Extract provided:
·····

On the other hand, the Dakotas, and western NE, KS, OK, etc will be ideal. We are the worldwide, hands down, low-cost-producer of wheat. Period. We can profitably produce wheat at current prices even with ZERO subsidies and $20 diesel, and not one knowledgable person can deny that. If you take diesel to $30, wheat will march north in tandom and we'll keep on smiling. The only thing that whacks us is $3 wheat that comes with $1 diesel. That scenario requires subsidies, because fixed cost expenses eats us up.
Our farm has gun turrets on bins, as a detterant, and pray every day that we never need them.
The sad fact is that our remoteness from the death traps that the cities will become might be our salvation. Gangs of roving mobs will meet strong resistance as they head west from Minneapolis at every farm they encounter. By the time the elevation tops 2,500 feet, the rioting will be far more manageable.
Cities have no future. Suburbs have no future. Ag is where its at.
The commodity boom will last until human population corrects, then raw materials will again become cheap. How cheap depends on the level of human population contraction.

·····

[Stored items from a collection]

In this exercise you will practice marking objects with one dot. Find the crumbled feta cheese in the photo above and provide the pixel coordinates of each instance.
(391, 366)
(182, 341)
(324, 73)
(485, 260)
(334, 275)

·····

Things to do:
• a. Write out everything in the wheat-farming post above from "The sad fact" down to "where its at.".
• b. For each statement, say yes or no on whether the wheat-farming post above agrees with it, and quote the deciding words: (i) the writer's farm has gun turrets on its bins; (ii) the post holds that suburbs have a future; (iii) the post names $3 wheat together with $1 diesel as the thing that hurts the writer's operation.

Solutions:
• a.
The sad fact is that our remoteness from the death traps that the cities will become might be our salvation. Gangs of roving mobs will meet strong resistance as they head west from Minneapolis at every farm they encounter. By the time the elevation tops 2,500 feet, the rioting will be far more manageable.
Cities have no future. Suburbs have no future. Ag is where its at.

• b.
(i) Yes: "Our farm has gun turrets on bins, as a detterant"
(ii) No: "Suburbs have no future."
(iii) Yes: "The only thing that whacks us is $3 wheat that comes with $1 diesel."